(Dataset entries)
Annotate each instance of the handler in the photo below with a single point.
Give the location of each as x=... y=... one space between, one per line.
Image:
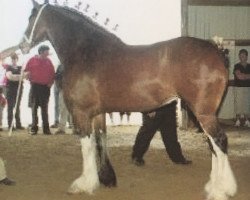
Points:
x=3 y=177
x=164 y=120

■ PROBLEM STATEMENT ■
Repeat the full set of records exactly, and output no pictures.

■ RESULT OF THE EXERCISE ■
Annotate each instance of the handler in the photo below with a single point.
Give the location of each as x=... y=... one space between, one per line.
Image:
Points:
x=3 y=177
x=164 y=120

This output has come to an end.